====== Data in this exercise

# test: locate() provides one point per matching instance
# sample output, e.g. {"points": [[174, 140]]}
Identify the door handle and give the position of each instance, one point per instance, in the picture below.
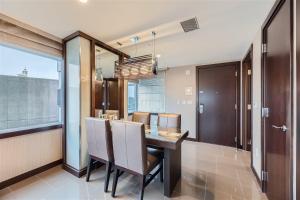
{"points": [[283, 127], [201, 108]]}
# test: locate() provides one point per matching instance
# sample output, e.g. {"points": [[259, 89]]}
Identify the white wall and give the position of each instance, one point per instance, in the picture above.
{"points": [[177, 80], [256, 99], [27, 152]]}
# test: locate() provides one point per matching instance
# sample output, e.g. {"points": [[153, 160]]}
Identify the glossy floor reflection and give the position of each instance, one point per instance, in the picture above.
{"points": [[209, 172]]}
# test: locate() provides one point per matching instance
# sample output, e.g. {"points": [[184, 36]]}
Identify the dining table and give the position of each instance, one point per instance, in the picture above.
{"points": [[170, 141]]}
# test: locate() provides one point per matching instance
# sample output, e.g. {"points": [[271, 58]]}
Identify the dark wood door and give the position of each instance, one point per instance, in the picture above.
{"points": [[277, 98], [99, 95], [298, 94], [217, 104], [112, 94], [247, 101]]}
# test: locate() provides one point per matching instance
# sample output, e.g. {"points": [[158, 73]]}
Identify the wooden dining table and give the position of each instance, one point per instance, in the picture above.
{"points": [[170, 140]]}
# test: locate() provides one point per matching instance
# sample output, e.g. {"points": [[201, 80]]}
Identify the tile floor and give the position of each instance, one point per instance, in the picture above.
{"points": [[209, 172]]}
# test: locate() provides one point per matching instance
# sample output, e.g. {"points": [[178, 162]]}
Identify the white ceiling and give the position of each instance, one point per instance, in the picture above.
{"points": [[227, 27]]}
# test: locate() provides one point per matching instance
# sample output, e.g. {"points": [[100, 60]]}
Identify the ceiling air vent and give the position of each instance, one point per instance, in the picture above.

============

Write out exactly the lines from the one with "Identify the dark" through the end of the records above, both ends included, and leave out all other lines.

Identify the dark wood door and give the position of each instance, one point per instance, in the picture above.
{"points": [[277, 98], [99, 95], [298, 94], [217, 104], [112, 94], [247, 101]]}
# test: locate() provides one point per matching instance
# sample output, e.g. {"points": [[158, 73]]}
Identify the wooden dining table and give the position of each instance, one point per instance, in the picture above.
{"points": [[170, 140]]}
# test: locate() provides one point per matching instance
# sample output, e.g. {"points": [[201, 80]]}
Identify the tile floor and give the position of each instance, one point per instance, in the picture above.
{"points": [[209, 172]]}
# test: locate() provides one point per matching instance
# sample output, e.g. {"points": [[178, 162]]}
Identify the white ceiling and give the position of each instance, one point per instance, in the picture above.
{"points": [[227, 27]]}
# test: locate() provides one point per matching instance
# sample output, e.g. {"points": [[100, 60]]}
Identify the ceiling air vent and give the position of each instance, one point per instance, in the picture above.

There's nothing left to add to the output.